> [WHAT YOU WILL DO]:
Present each of the rows below in a Markdown table with two columns, Number and Line: number the rows in order, put each one's text beside its number, and leave out any blank lines.

========

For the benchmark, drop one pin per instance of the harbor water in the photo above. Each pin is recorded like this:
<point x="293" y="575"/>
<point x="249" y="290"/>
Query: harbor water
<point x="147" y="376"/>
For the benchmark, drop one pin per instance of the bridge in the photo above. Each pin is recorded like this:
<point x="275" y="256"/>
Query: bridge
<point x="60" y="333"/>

========

> [RESULT FOR THIS EXERCISE]:
| Number | Line |
|---|---|
| 1 | For the benchmark, drop one pin per instance of the harbor water in the photo above. Each pin is recorded like this: |
| 2 | <point x="293" y="575"/> |
| 3 | <point x="249" y="290"/> |
| 4 | Query: harbor water |
| 5 | <point x="147" y="376"/> |
| 6 | For the benchmark, drop one pin per instance of the bridge in the photo above. Each pin is recorded like this: |
| 7 | <point x="275" y="256"/> |
| 8 | Query: bridge |
| 9 | <point x="60" y="333"/> |